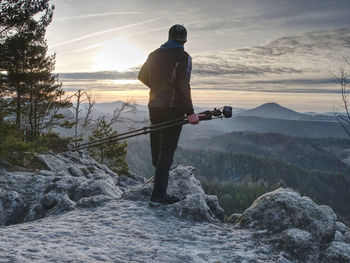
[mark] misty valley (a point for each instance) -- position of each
(268, 147)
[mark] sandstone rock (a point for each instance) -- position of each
(284, 209)
(13, 208)
(233, 218)
(344, 231)
(196, 205)
(337, 252)
(93, 201)
(71, 176)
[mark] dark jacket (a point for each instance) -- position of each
(167, 73)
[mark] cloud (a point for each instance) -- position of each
(313, 52)
(297, 64)
(105, 31)
(118, 29)
(88, 16)
(102, 75)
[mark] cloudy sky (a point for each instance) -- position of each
(245, 52)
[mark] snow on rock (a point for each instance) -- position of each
(297, 226)
(107, 218)
(196, 205)
(69, 178)
(283, 209)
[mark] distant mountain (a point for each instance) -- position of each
(274, 111)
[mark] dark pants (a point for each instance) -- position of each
(163, 146)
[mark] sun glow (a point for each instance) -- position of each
(119, 55)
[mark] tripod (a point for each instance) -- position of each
(206, 115)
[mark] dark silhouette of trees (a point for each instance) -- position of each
(31, 94)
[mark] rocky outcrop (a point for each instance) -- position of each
(70, 179)
(195, 206)
(297, 226)
(74, 179)
(92, 214)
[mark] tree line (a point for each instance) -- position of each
(32, 100)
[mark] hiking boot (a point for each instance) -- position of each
(164, 200)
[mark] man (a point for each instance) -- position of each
(167, 73)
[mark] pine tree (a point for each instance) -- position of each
(33, 93)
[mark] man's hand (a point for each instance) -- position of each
(193, 118)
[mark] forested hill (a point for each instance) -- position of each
(303, 152)
(239, 166)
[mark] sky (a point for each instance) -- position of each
(245, 52)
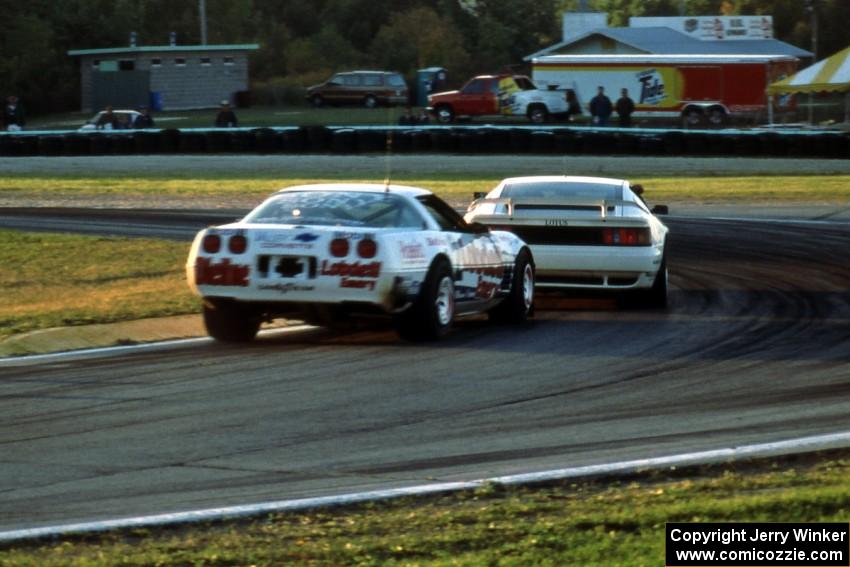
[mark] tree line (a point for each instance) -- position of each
(304, 41)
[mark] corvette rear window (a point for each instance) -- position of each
(555, 189)
(335, 208)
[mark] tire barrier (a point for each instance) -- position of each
(267, 141)
(441, 139)
(344, 141)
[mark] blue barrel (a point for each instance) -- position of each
(156, 101)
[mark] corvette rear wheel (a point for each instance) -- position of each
(430, 317)
(230, 323)
(518, 306)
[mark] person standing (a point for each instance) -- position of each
(13, 114)
(226, 118)
(601, 108)
(625, 107)
(144, 120)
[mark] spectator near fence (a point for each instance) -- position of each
(13, 115)
(625, 107)
(226, 118)
(601, 108)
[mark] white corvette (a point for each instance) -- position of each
(584, 232)
(323, 253)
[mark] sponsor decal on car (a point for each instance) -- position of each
(285, 241)
(353, 274)
(222, 273)
(412, 252)
(351, 269)
(286, 287)
(354, 235)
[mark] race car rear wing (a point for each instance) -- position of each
(604, 206)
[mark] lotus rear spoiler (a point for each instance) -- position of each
(512, 205)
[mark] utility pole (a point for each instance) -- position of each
(811, 8)
(202, 8)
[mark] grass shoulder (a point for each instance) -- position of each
(61, 280)
(591, 523)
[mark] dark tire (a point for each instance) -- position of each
(430, 317)
(716, 117)
(230, 323)
(538, 114)
(445, 114)
(692, 118)
(656, 296)
(518, 306)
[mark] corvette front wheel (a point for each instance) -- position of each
(431, 315)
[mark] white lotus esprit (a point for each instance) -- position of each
(329, 252)
(584, 232)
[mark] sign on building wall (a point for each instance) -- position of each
(712, 28)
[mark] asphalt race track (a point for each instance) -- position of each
(755, 347)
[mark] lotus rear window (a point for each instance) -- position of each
(555, 189)
(334, 208)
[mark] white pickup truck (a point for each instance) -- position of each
(512, 95)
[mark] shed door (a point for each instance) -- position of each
(120, 89)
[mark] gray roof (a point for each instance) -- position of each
(667, 41)
(163, 49)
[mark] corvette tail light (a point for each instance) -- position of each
(237, 244)
(211, 244)
(339, 247)
(626, 236)
(367, 248)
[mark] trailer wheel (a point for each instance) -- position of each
(692, 117)
(445, 114)
(538, 114)
(717, 117)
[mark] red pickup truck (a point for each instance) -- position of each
(498, 95)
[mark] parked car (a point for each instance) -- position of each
(584, 232)
(330, 252)
(367, 88)
(485, 95)
(122, 119)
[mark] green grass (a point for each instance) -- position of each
(602, 523)
(453, 187)
(54, 280)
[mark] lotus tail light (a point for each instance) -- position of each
(367, 248)
(211, 244)
(339, 247)
(237, 244)
(625, 236)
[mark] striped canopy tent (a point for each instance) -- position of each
(828, 75)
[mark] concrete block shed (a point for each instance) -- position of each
(171, 77)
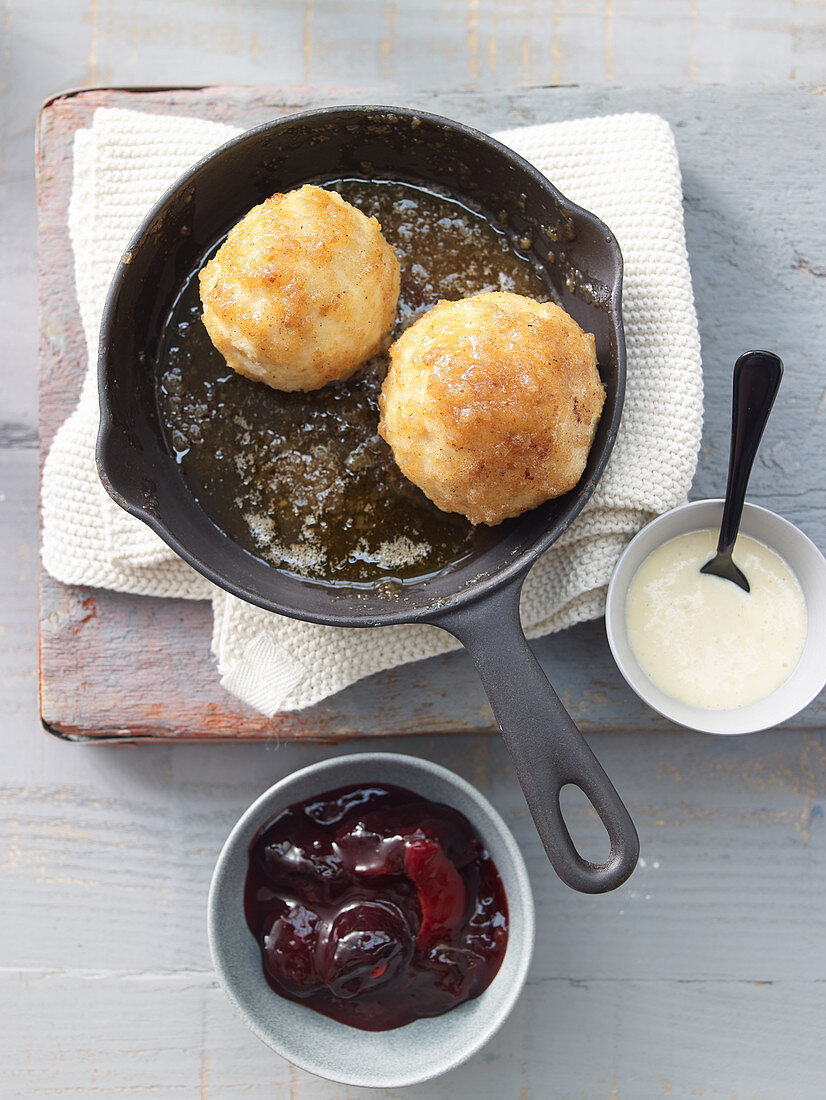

PROBLEM DESCRIPTION
Can you write out all the entries again with each "position of each" changed to "location of each" and everything else kept the same, leaving out the pictures?

RESPONSE
[mark] misty valley (a point for each instance) -- location of each
(268, 147)
[mark] sandstone rock (a point for each instance) -- location of each
(284, 209)
(13, 208)
(233, 218)
(344, 231)
(196, 205)
(337, 252)
(93, 201)
(71, 176)
[mark] dark jacket (a point for each instance) -- location of each
(167, 73)
[mark] cloud (a point for each instance) -- location of each
(313, 52)
(297, 64)
(105, 31)
(118, 29)
(88, 16)
(102, 75)
[mark] cloudy sky (a point for each instance) -- location of each
(245, 52)
[mark] snow on rock (a point for each instance) -- location of each
(297, 226)
(107, 218)
(196, 205)
(69, 178)
(283, 209)
[mark] distant mountain (a point for each instance) -- location of each
(274, 111)
[mark] dark pants (a point for each instance) -- location of each
(163, 146)
[mark] sun glow (a point for each instance) -- location of each
(119, 55)
[mark] tripod (a point for each instance) -- location of each
(206, 115)
[mark] dark silhouette of trees (a point for each instance) -- location of each
(31, 94)
[mark] rocky outcrop (a point for each instance) -- location of each
(70, 179)
(195, 206)
(297, 226)
(74, 179)
(92, 214)
[mark] tree line (a point for each instance) -- location of each
(32, 100)
[mark] hiking boot (a point for each instance) -- location of each
(164, 200)
[mark] man (a point for each instance) -- location of each
(167, 73)
[mark] pine tree (a point for each instance) -- location of each
(33, 93)
[mark] man's hand (a point for each instance) -- location of each
(193, 118)
[mark] forested hill (a point for each instance) -- location of each
(303, 152)
(239, 166)
[mark] sky (a point for each instance) -- location of each
(245, 52)
[mark] tree line (a point for each instance) -- location of each
(304, 41)
[mark] corvette rear window (a point for each instance) -- location of each
(555, 189)
(335, 208)
[mark] tire barrier (a point for each instance) -- location of each
(267, 141)
(441, 139)
(344, 141)
[mark] blue barrel (a point for each instance) -- location of each
(156, 101)
[mark] corvette rear wheel (a point for each instance) -- location of each
(430, 317)
(230, 323)
(518, 306)
[mark] person standing (a point for each instance) -- location of each
(13, 114)
(226, 118)
(601, 108)
(625, 107)
(144, 120)
[mark] spectator near fence (a point for each instance) -- location of each
(13, 115)
(625, 107)
(226, 118)
(601, 108)
[mark] white corvette (a point for each instance) -- location of each
(584, 232)
(323, 253)
[mark] sponsor decal on car (a point for each instance) -- location of each
(285, 241)
(353, 274)
(222, 273)
(412, 252)
(351, 269)
(286, 287)
(354, 235)
[mark] race car rear wing (a point for each instance) -- location of each
(604, 206)
[mark] lotus rear spoiler (a point for each instance) -- location of each
(512, 205)
[mark] utility pole (a point for each instance) -- location of each
(811, 8)
(202, 8)
[mark] grass shoulder (a point for each instance) -- location of each
(61, 280)
(591, 523)
[mark] dark tire (a point for each instance) -- location of each
(430, 317)
(716, 117)
(230, 323)
(538, 114)
(445, 114)
(692, 118)
(656, 296)
(518, 306)
[mark] corvette front wheel (a point for each instance) -- location of each
(431, 315)
[mark] white lotus esprit (a point for each instance) -- location of each
(329, 252)
(584, 232)
[mark] sign on building wall (a point for each instance) -- location of each
(712, 28)
[mark] asphalt race track (a point for each instance) -- location of each
(755, 347)
[mark] lotus rear window (a point for each instance) -- location of each
(555, 189)
(334, 208)
[mark] white pickup truck (a point for each instance) -- location of each
(512, 95)
[mark] shed door (a point for each instance) -- location of each
(120, 89)
[mark] gray roof (a point for each instance) -- location of each
(667, 41)
(163, 49)
[mark] corvette tail light (a point for each instance) -- location of each
(237, 244)
(211, 244)
(339, 247)
(626, 236)
(367, 248)
[mark] trailer wheel (a point for each instance) -- location of each
(692, 117)
(445, 114)
(538, 114)
(717, 117)
[mark] red pickup truck (a point for each instance) -- location of each
(498, 95)
[mark] parked car (a point for each instance) -- location of each
(584, 232)
(330, 252)
(367, 88)
(485, 95)
(122, 119)
[mark] green grass (a point for each instance) -- location of each
(602, 523)
(453, 187)
(54, 280)
[mark] lotus tail light (a point for each instance) -- location of each
(367, 248)
(211, 244)
(339, 247)
(237, 244)
(625, 236)
[mark] striped canopy tent (a point for each instance) -- location of each
(828, 75)
[mark] concrete block shed (a point for each instance) -- location of each
(171, 77)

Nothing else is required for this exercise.